THE TASK>
Reproduce the records below word for word, omitting the pictures.

PROVIDED DATA>
---
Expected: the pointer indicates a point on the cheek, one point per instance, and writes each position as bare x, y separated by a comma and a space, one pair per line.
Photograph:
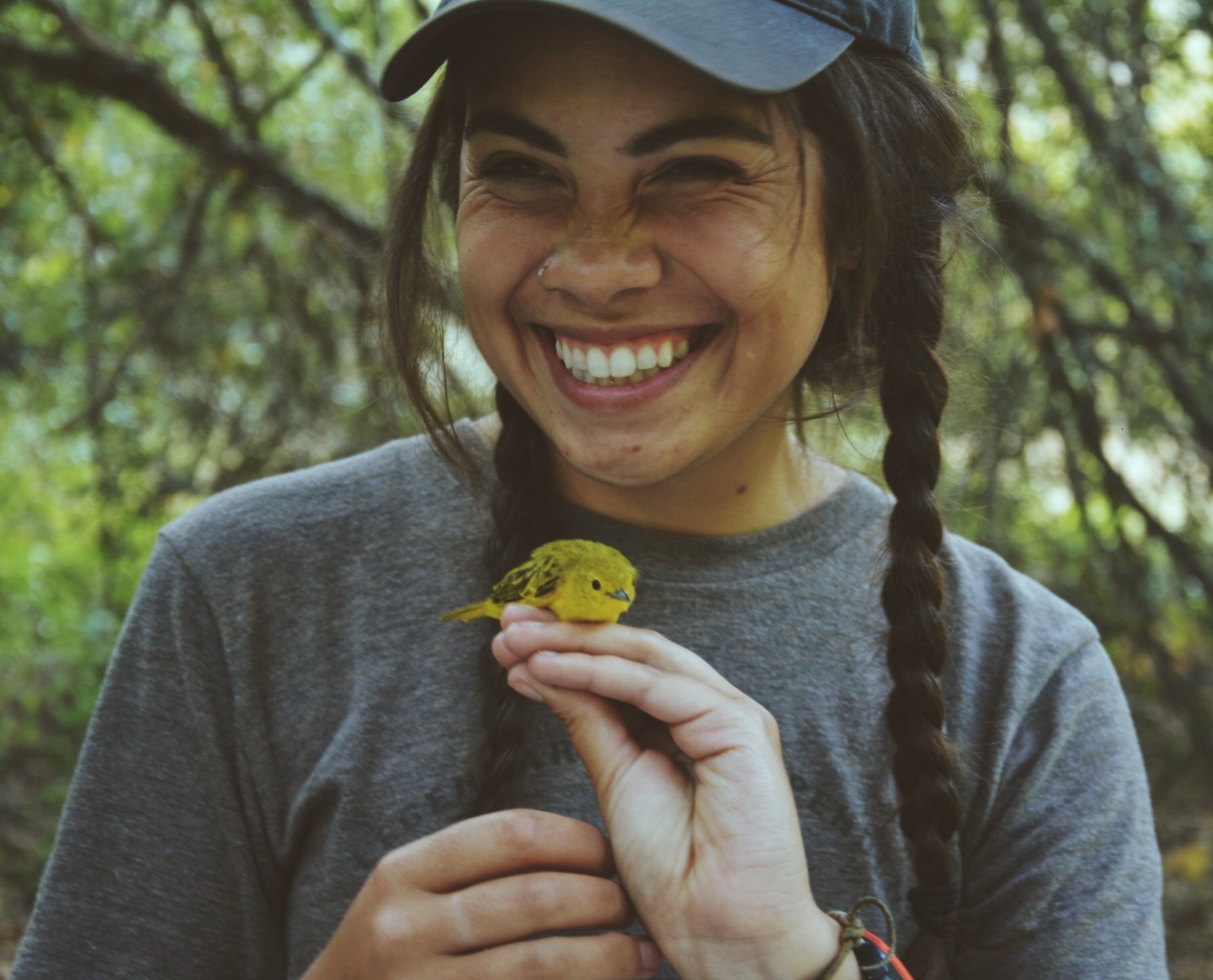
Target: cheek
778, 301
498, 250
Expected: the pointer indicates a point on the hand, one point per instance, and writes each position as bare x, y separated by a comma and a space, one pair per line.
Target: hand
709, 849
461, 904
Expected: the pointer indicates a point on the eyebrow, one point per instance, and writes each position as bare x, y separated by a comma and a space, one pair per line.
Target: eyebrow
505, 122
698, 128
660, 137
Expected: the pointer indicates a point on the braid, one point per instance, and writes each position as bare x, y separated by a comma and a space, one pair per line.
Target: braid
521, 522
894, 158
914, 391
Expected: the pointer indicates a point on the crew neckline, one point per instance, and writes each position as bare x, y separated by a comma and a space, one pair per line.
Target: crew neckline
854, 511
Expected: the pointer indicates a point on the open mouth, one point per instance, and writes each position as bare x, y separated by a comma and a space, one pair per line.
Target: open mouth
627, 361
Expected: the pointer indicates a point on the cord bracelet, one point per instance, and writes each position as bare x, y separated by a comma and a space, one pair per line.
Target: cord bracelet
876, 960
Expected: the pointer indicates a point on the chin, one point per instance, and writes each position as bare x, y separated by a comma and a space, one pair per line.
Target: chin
---
WRITTEN ANSWER>
Expected: the pointer indicates a point on the cheek, one point per instance, and writes each position as bare x, y separated by a comma and a space, one pair per line.
Photograph:
Target: cheek
778, 301
498, 250
Expected: the pointer indicates a point on the hand, one point per instance, and writes each position as bare x, y separated by a comma and a space, one pair per line.
Target: hand
709, 849
461, 904
Expected: the pointer indicates a point on the eyebrow, one point per instance, and writes each position as bare x, y separated by a comma and a space, one pair per line.
Target: eyebrow
505, 122
698, 128
660, 137
Expected: the pointer indicates a point on the braid, one point per instance, and writes each position as bare x, y separated by a comma and a space, one pair per line.
Target: braid
521, 522
894, 158
914, 391
Expected: the pointer indicates a point on the crew neckline, one point per instance, and writes each position as bare x, y separated by a comma and a space, one pair per line.
Target: crew neckline
854, 511
Expected: the pointer indicates a point on the open mouth, one point per instance, and writes each position as bare x, y separated by a comma and a space, one pair per line.
Target: open mouth
627, 361
Expected: the pointer indicates a point on the cord bracelet, one point per instance, and writes each position as bare x, y separated by a comma and a space, one pair per line.
Target: cord bracelet
876, 960
Expected: the pointer indicates a point on the chin, one point per instance, and writes each position as bare x, y separated by a comma and a space, one pair per line.
Target: chin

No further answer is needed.